— Selected extract —
========================================

Ok, so when I last left off I had been diagnosed with a Panic Anxiety Disorder. So I "took" 3 months off from work...conveniently my father had some kind of random injury so my mom told extended family that I was taking care of him....Right. Guess what, extended family....he was taking care of me. I had a nice assortment of pills and I couldn't be left alone. I spent those 3 months making alternating trips between the Christian counselor, who tried to convince me it wasn't God's fault, and to my psychiatrist, who tried to convince me it wasn't entirely my families fault. Good times, those were. Basically I was born this way. But there are certain circumstances in my immediate family that made it worse. For example, my mother had children 13 years apart....one of us was a mistake..the other a blessing. Depending on who you ask depends on whom is whom. But my brother and I couldn't be more different (other than we both suffer from mental illness)....he is an artist....took him 7 years to graduate college...and marches to the tune of his own drum....he doesn't care what my parents think..never has..never will. Does whatever he wants...and thinks his way is the only way. I am not an artist. I am practical and conservative. My parents expected perfection from me...straight As, finish college in 4 years at the top of my class...have the perfect job...look a certain way....key word is PERFECT. I tried to be perfect...and when I couldn't do it any longer I snapped. :)

========================================

Extracted records
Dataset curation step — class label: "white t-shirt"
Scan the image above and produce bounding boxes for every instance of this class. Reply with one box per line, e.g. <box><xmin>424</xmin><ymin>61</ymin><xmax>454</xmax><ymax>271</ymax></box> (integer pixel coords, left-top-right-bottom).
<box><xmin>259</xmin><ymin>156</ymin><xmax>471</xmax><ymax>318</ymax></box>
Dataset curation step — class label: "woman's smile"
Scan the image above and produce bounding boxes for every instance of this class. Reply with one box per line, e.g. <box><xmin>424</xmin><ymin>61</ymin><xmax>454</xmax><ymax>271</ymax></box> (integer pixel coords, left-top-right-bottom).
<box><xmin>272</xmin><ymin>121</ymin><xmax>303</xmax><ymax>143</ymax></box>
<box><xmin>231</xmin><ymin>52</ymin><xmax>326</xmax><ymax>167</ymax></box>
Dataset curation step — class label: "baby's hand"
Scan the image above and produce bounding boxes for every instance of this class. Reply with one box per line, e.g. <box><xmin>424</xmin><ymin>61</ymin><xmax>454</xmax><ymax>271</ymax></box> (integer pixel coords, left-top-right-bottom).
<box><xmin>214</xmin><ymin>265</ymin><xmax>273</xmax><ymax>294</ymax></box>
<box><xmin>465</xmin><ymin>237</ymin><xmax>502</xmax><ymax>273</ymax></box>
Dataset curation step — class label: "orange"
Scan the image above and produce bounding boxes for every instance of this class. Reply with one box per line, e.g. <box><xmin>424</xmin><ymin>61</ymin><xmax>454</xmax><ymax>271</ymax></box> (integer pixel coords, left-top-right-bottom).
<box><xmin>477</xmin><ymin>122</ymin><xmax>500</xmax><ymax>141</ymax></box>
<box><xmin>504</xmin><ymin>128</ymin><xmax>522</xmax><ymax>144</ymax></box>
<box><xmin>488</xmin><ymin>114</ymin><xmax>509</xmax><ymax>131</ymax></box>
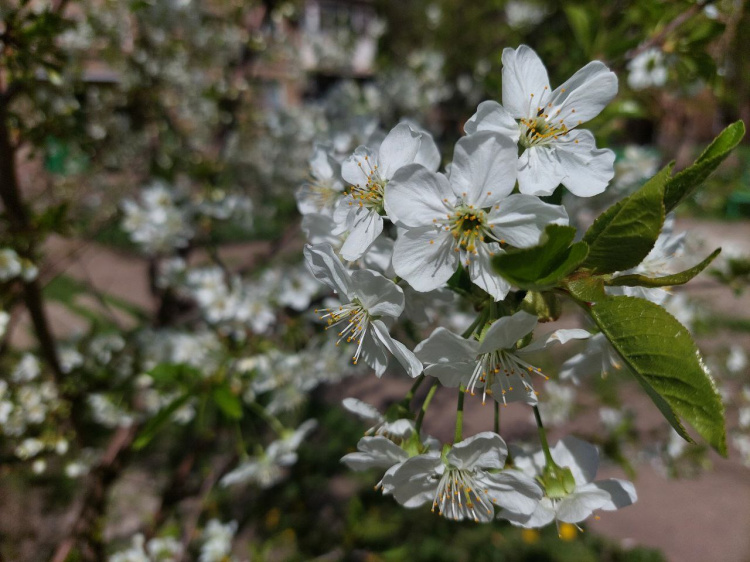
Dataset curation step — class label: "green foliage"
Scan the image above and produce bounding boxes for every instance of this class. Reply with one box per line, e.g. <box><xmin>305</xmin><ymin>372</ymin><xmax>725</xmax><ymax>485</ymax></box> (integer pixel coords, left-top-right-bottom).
<box><xmin>583</xmin><ymin>165</ymin><xmax>671</xmax><ymax>273</ymax></box>
<box><xmin>607</xmin><ymin>248</ymin><xmax>721</xmax><ymax>287</ymax></box>
<box><xmin>133</xmin><ymin>393</ymin><xmax>191</xmax><ymax>451</ymax></box>
<box><xmin>588</xmin><ymin>297</ymin><xmax>727</xmax><ymax>455</ymax></box>
<box><xmin>664</xmin><ymin>121</ymin><xmax>745</xmax><ymax>212</ymax></box>
<box><xmin>492</xmin><ymin>224</ymin><xmax>588</xmax><ymax>290</ymax></box>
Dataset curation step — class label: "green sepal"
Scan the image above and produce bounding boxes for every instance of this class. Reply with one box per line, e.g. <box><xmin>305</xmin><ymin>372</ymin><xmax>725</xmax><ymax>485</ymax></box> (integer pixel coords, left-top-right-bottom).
<box><xmin>133</xmin><ymin>393</ymin><xmax>192</xmax><ymax>451</ymax></box>
<box><xmin>211</xmin><ymin>383</ymin><xmax>242</xmax><ymax>420</ymax></box>
<box><xmin>587</xmin><ymin>296</ymin><xmax>727</xmax><ymax>456</ymax></box>
<box><xmin>492</xmin><ymin>224</ymin><xmax>588</xmax><ymax>291</ymax></box>
<box><xmin>583</xmin><ymin>164</ymin><xmax>672</xmax><ymax>273</ymax></box>
<box><xmin>606</xmin><ymin>248</ymin><xmax>721</xmax><ymax>287</ymax></box>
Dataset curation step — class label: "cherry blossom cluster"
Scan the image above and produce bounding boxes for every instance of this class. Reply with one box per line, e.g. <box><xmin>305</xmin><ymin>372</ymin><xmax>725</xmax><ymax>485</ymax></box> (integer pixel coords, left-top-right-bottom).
<box><xmin>297</xmin><ymin>46</ymin><xmax>640</xmax><ymax>527</ymax></box>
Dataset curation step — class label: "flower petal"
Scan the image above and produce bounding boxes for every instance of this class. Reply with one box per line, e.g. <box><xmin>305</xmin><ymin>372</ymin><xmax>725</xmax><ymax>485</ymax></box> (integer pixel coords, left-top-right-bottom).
<box><xmin>547</xmin><ymin>61</ymin><xmax>617</xmax><ymax>124</ymax></box>
<box><xmin>393</xmin><ymin>226</ymin><xmax>458</xmax><ymax>292</ymax></box>
<box><xmin>550</xmin><ymin>435</ymin><xmax>599</xmax><ymax>485</ymax></box>
<box><xmin>483</xmin><ymin>470</ymin><xmax>543</xmax><ymax>515</ymax></box>
<box><xmin>446</xmin><ymin>431</ymin><xmax>508</xmax><ymax>470</ymax></box>
<box><xmin>556</xmin><ymin>486</ymin><xmax>609</xmax><ymax>523</ymax></box>
<box><xmin>518</xmin><ymin>146</ymin><xmax>565</xmax><ymax>196</ymax></box>
<box><xmin>551</xmin><ymin>131</ymin><xmax>615</xmax><ymax>197</ymax></box>
<box><xmin>341</xmin><ymin>146</ymin><xmax>378</xmax><ymax>185</ymax></box>
<box><xmin>341</xmin><ymin>436</ymin><xmax>409</xmax><ymax>471</ymax></box>
<box><xmin>303</xmin><ymin>244</ymin><xmax>351</xmax><ymax>300</ymax></box>
<box><xmin>377</xmin><ymin>123</ymin><xmax>422</xmax><ymax>179</ymax></box>
<box><xmin>351</xmin><ymin>269</ymin><xmax>404</xmax><ymax>318</ymax></box>
<box><xmin>450</xmin><ymin>131</ymin><xmax>518</xmax><ymax>207</ymax></box>
<box><xmin>384</xmin><ymin>164</ymin><xmax>455</xmax><ymax>227</ymax></box>
<box><xmin>389</xmin><ymin>452</ymin><xmax>443</xmax><ymax>507</ymax></box>
<box><xmin>470</xmin><ymin>243</ymin><xmax>510</xmax><ymax>301</ymax></box>
<box><xmin>487</xmin><ymin>193</ymin><xmax>568</xmax><ymax>248</ymax></box>
<box><xmin>464</xmin><ymin>101</ymin><xmax>521</xmax><ymax>142</ymax></box>
<box><xmin>341</xmin><ymin>207</ymin><xmax>383</xmax><ymax>261</ymax></box>
<box><xmin>371</xmin><ymin>320</ymin><xmax>423</xmax><ymax>378</ymax></box>
<box><xmin>414</xmin><ymin>327</ymin><xmax>479</xmax><ymax>365</ymax></box>
<box><xmin>503</xmin><ymin>45</ymin><xmax>551</xmax><ymax>119</ymax></box>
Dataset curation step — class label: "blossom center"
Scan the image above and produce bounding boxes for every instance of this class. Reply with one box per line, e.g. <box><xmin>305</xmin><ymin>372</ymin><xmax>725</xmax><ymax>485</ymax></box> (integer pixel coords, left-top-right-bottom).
<box><xmin>467</xmin><ymin>349</ymin><xmax>549</xmax><ymax>404</ymax></box>
<box><xmin>315</xmin><ymin>299</ymin><xmax>372</xmax><ymax>365</ymax></box>
<box><xmin>350</xmin><ymin>156</ymin><xmax>388</xmax><ymax>215</ymax></box>
<box><xmin>446</xmin><ymin>205</ymin><xmax>489</xmax><ymax>255</ymax></box>
<box><xmin>520</xmin><ymin>108</ymin><xmax>570</xmax><ymax>148</ymax></box>
<box><xmin>432</xmin><ymin>467</ymin><xmax>494</xmax><ymax>523</ymax></box>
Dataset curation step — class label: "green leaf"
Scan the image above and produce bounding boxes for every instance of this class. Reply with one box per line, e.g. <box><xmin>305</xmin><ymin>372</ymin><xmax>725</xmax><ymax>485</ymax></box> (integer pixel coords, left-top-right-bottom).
<box><xmin>133</xmin><ymin>393</ymin><xmax>190</xmax><ymax>451</ymax></box>
<box><xmin>561</xmin><ymin>272</ymin><xmax>607</xmax><ymax>303</ymax></box>
<box><xmin>492</xmin><ymin>224</ymin><xmax>588</xmax><ymax>291</ymax></box>
<box><xmin>148</xmin><ymin>363</ymin><xmax>203</xmax><ymax>387</ymax></box>
<box><xmin>587</xmin><ymin>296</ymin><xmax>727</xmax><ymax>456</ymax></box>
<box><xmin>583</xmin><ymin>165</ymin><xmax>672</xmax><ymax>273</ymax></box>
<box><xmin>607</xmin><ymin>248</ymin><xmax>721</xmax><ymax>287</ymax></box>
<box><xmin>213</xmin><ymin>384</ymin><xmax>242</xmax><ymax>420</ymax></box>
<box><xmin>664</xmin><ymin>121</ymin><xmax>745</xmax><ymax>212</ymax></box>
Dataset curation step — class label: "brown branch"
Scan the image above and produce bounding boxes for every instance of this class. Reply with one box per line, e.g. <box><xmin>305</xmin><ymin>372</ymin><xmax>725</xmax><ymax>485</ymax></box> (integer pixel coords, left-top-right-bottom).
<box><xmin>51</xmin><ymin>424</ymin><xmax>138</xmax><ymax>562</ymax></box>
<box><xmin>625</xmin><ymin>0</ymin><xmax>713</xmax><ymax>60</ymax></box>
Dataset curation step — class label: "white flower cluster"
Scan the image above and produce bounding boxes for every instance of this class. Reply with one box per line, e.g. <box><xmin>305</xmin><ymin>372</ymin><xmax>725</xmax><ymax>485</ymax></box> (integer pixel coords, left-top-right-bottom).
<box><xmin>297</xmin><ymin>46</ymin><xmax>636</xmax><ymax>527</ymax></box>
<box><xmin>121</xmin><ymin>181</ymin><xmax>253</xmax><ymax>254</ymax></box>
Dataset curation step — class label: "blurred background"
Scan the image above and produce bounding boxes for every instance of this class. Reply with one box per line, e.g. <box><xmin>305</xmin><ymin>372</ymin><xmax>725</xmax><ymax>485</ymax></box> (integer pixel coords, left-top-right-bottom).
<box><xmin>0</xmin><ymin>0</ymin><xmax>750</xmax><ymax>562</ymax></box>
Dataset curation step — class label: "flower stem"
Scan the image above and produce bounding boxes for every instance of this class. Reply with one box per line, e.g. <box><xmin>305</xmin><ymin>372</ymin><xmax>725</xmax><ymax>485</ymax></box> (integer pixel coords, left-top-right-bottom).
<box><xmin>415</xmin><ymin>380</ymin><xmax>438</xmax><ymax>435</ymax></box>
<box><xmin>493</xmin><ymin>400</ymin><xmax>500</xmax><ymax>435</ymax></box>
<box><xmin>453</xmin><ymin>385</ymin><xmax>466</xmax><ymax>443</ymax></box>
<box><xmin>533</xmin><ymin>406</ymin><xmax>556</xmax><ymax>466</ymax></box>
<box><xmin>403</xmin><ymin>373</ymin><xmax>424</xmax><ymax>408</ymax></box>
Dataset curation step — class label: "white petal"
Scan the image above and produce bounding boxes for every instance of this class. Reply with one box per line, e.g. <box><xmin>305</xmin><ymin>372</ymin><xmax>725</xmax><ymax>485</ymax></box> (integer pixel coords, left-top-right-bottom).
<box><xmin>503</xmin><ymin>45</ymin><xmax>551</xmax><ymax>119</ymax></box>
<box><xmin>310</xmin><ymin>144</ymin><xmax>341</xmax><ymax>180</ymax></box>
<box><xmin>341</xmin><ymin>146</ymin><xmax>378</xmax><ymax>185</ymax></box>
<box><xmin>424</xmin><ymin>361</ymin><xmax>477</xmax><ymax>388</ymax></box>
<box><xmin>464</xmin><ymin>101</ymin><xmax>521</xmax><ymax>142</ymax></box>
<box><xmin>551</xmin><ymin>131</ymin><xmax>615</xmax><ymax>197</ymax></box>
<box><xmin>498</xmin><ymin>498</ymin><xmax>555</xmax><ymax>529</ymax></box>
<box><xmin>360</xmin><ymin>326</ymin><xmax>388</xmax><ymax>377</ymax></box>
<box><xmin>446</xmin><ymin>431</ymin><xmax>508</xmax><ymax>469</ymax></box>
<box><xmin>548</xmin><ymin>61</ymin><xmax>617</xmax><ymax>128</ymax></box>
<box><xmin>351</xmin><ymin>269</ymin><xmax>404</xmax><ymax>318</ymax></box>
<box><xmin>450</xmin><ymin>131</ymin><xmax>518</xmax><ymax>207</ymax></box>
<box><xmin>462</xmin><ymin>243</ymin><xmax>510</xmax><ymax>301</ymax></box>
<box><xmin>587</xmin><ymin>478</ymin><xmax>638</xmax><ymax>511</ymax></box>
<box><xmin>518</xmin><ymin>146</ymin><xmax>565</xmax><ymax>196</ymax></box>
<box><xmin>385</xmin><ymin>164</ymin><xmax>455</xmax><ymax>227</ymax></box>
<box><xmin>414</xmin><ymin>131</ymin><xmax>440</xmax><ymax>172</ymax></box>
<box><xmin>478</xmin><ymin>310</ymin><xmax>537</xmax><ymax>354</ymax></box>
<box><xmin>551</xmin><ymin>435</ymin><xmax>599</xmax><ymax>485</ymax></box>
<box><xmin>389</xmin><ymin>452</ymin><xmax>443</xmax><ymax>507</ymax></box>
<box><xmin>378</xmin><ymin>123</ymin><xmax>422</xmax><ymax>179</ymax></box>
<box><xmin>487</xmin><ymin>193</ymin><xmax>568</xmax><ymax>248</ymax></box>
<box><xmin>341</xmin><ymin>207</ymin><xmax>383</xmax><ymax>261</ymax></box>
<box><xmin>483</xmin><ymin>470</ymin><xmax>543</xmax><ymax>515</ymax></box>
<box><xmin>414</xmin><ymin>327</ymin><xmax>479</xmax><ymax>364</ymax></box>
<box><xmin>341</xmin><ymin>436</ymin><xmax>409</xmax><ymax>471</ymax></box>
<box><xmin>371</xmin><ymin>320</ymin><xmax>423</xmax><ymax>378</ymax></box>
<box><xmin>556</xmin><ymin>486</ymin><xmax>609</xmax><ymax>523</ymax></box>
<box><xmin>304</xmin><ymin>244</ymin><xmax>351</xmax><ymax>300</ymax></box>
<box><xmin>393</xmin><ymin>226</ymin><xmax>459</xmax><ymax>292</ymax></box>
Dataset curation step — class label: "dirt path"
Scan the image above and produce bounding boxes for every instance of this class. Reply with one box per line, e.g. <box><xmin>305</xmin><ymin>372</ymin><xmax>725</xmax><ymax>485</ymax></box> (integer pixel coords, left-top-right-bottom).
<box><xmin>8</xmin><ymin>215</ymin><xmax>750</xmax><ymax>562</ymax></box>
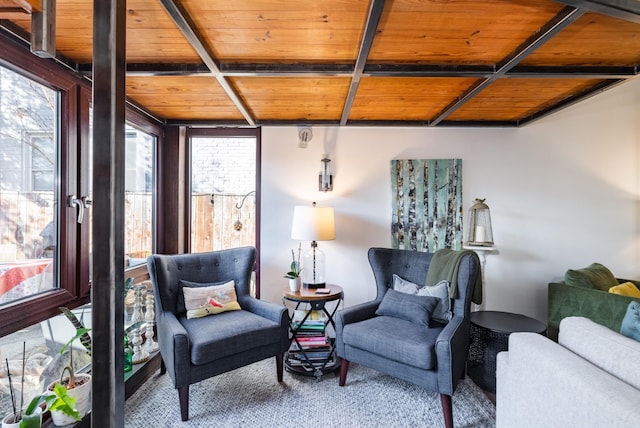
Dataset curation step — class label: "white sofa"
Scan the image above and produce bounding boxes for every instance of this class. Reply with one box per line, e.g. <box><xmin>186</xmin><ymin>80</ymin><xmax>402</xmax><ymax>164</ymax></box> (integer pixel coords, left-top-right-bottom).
<box><xmin>496</xmin><ymin>317</ymin><xmax>640</xmax><ymax>428</ymax></box>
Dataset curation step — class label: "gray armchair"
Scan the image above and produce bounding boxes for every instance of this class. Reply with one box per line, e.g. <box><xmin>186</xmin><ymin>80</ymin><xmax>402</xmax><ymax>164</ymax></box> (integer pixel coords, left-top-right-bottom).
<box><xmin>336</xmin><ymin>248</ymin><xmax>482</xmax><ymax>428</ymax></box>
<box><xmin>147</xmin><ymin>247</ymin><xmax>289</xmax><ymax>421</ymax></box>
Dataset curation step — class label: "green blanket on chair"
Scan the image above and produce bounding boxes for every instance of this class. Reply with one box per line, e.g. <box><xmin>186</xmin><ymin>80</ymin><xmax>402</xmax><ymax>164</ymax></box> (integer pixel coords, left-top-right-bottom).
<box><xmin>425</xmin><ymin>249</ymin><xmax>482</xmax><ymax>305</ymax></box>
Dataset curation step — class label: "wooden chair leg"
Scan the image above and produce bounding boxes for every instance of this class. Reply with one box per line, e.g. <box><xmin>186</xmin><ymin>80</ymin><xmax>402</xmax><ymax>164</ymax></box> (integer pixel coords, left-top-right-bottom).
<box><xmin>276</xmin><ymin>354</ymin><xmax>284</xmax><ymax>382</ymax></box>
<box><xmin>178</xmin><ymin>385</ymin><xmax>189</xmax><ymax>422</ymax></box>
<box><xmin>338</xmin><ymin>358</ymin><xmax>349</xmax><ymax>386</ymax></box>
<box><xmin>440</xmin><ymin>394</ymin><xmax>453</xmax><ymax>428</ymax></box>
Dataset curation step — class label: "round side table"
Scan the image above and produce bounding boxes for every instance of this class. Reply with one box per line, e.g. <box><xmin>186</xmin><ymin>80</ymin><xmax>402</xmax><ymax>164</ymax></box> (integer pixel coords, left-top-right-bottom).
<box><xmin>467</xmin><ymin>311</ymin><xmax>547</xmax><ymax>393</ymax></box>
<box><xmin>282</xmin><ymin>284</ymin><xmax>344</xmax><ymax>380</ymax></box>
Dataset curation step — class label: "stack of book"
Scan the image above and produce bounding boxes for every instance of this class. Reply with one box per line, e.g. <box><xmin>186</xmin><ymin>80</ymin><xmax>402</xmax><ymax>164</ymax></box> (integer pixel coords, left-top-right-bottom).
<box><xmin>289</xmin><ymin>310</ymin><xmax>335</xmax><ymax>367</ymax></box>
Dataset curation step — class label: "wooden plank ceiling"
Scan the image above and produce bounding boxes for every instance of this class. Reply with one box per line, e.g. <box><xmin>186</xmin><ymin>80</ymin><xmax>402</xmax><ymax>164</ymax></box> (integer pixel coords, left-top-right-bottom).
<box><xmin>0</xmin><ymin>0</ymin><xmax>640</xmax><ymax>126</ymax></box>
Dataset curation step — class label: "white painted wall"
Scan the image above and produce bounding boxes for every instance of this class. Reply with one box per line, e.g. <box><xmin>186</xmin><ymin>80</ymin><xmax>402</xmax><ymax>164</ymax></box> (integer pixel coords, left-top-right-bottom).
<box><xmin>261</xmin><ymin>79</ymin><xmax>640</xmax><ymax>320</ymax></box>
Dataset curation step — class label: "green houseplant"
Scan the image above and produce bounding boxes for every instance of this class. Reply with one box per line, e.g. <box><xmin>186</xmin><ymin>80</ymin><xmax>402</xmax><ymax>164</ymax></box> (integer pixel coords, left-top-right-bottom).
<box><xmin>47</xmin><ymin>308</ymin><xmax>91</xmax><ymax>426</ymax></box>
<box><xmin>284</xmin><ymin>244</ymin><xmax>302</xmax><ymax>291</ymax></box>
<box><xmin>2</xmin><ymin>383</ymin><xmax>80</xmax><ymax>428</ymax></box>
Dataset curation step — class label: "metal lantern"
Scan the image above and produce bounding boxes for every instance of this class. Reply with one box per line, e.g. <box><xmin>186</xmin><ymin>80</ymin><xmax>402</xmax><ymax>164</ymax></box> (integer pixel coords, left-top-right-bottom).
<box><xmin>467</xmin><ymin>199</ymin><xmax>493</xmax><ymax>247</ymax></box>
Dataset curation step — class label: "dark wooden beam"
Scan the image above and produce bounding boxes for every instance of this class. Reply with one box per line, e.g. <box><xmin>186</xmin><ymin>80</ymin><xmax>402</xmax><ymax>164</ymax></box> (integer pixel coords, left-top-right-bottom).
<box><xmin>31</xmin><ymin>0</ymin><xmax>56</xmax><ymax>58</ymax></box>
<box><xmin>91</xmin><ymin>0</ymin><xmax>126</xmax><ymax>428</ymax></box>
<box><xmin>340</xmin><ymin>0</ymin><xmax>384</xmax><ymax>126</ymax></box>
<box><xmin>430</xmin><ymin>6</ymin><xmax>586</xmax><ymax>126</ymax></box>
<box><xmin>160</xmin><ymin>0</ymin><xmax>255</xmax><ymax>126</ymax></box>
<box><xmin>557</xmin><ymin>0</ymin><xmax>640</xmax><ymax>24</ymax></box>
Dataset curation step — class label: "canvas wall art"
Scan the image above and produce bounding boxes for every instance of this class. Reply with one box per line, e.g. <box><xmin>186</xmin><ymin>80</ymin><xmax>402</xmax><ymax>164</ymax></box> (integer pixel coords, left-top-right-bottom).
<box><xmin>391</xmin><ymin>159</ymin><xmax>462</xmax><ymax>253</ymax></box>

========================================

— Instructions for the task —
Continue the personal account of the panic anxiety disorder diagnosis from its last sentence.

— Reply to the exercise —
So anyway.....enough of my brother and my parents. They can air their own dirty laundry. But guess what all happens to you with a panic disorder.....basically you create turmoil within your body. As a result of being tied in knots all the time.....I'm the proud owner of Irritable Bowel Syndrome, Spastic Colon, Lactose Intolerance and Gluten Sensitivity. My intestines are not my friend. I have more hang-ups than a ton of teenage girls at a slumber party....I'm obsessed with germs. I'm terrified of getting sick...particularly vomiting. When I go to the doctor, I wait in the car until they call me and tell me it's my turn, because inevitably I'm going to sit down and the one person puking and bleeding will walk past 20 seats to scrooch up to me. I have more bottles of hand sanitizer in my purse than Johnson & Johnson produces each year. I worry about eating food in restaurants....I'm afraid I'm going to get food poisoning. Like deathly afraid. I have a hard time eating food in the dark ( I know what you are thinking...when would I ever eat food in the dark)...last week I went to that movie theater at Biltmore Square where you and eat and watch the movie....got freaked out because I couldn't tell if my food was cooked. Have an issue with Wal-Mart....I mean it's a guaranteed panic attack waiting to happen.....my doctor says its the flourescent light. I have lots of "what if" thoughts.....like "what if" I don't pass this stupid Life Insurance test, or "what if" I die and someone brings fake flowers to my funeral. Half of my day is filled with "what ifs". I'm scared to go to extended family members houses....what if I have an attack in front of them....you get the picture. Now for my last tidbit of info.....what does a panic attack feel like......hmmmmm......how should I describe it....other than you think you are dying, you wish you were dying so it would stop, and not knowing what is going on even though you know you have a panic disorder.
Here's a "normal attack" for me:
Sweating like crazy....I'm talking...hair soaking wet sweating.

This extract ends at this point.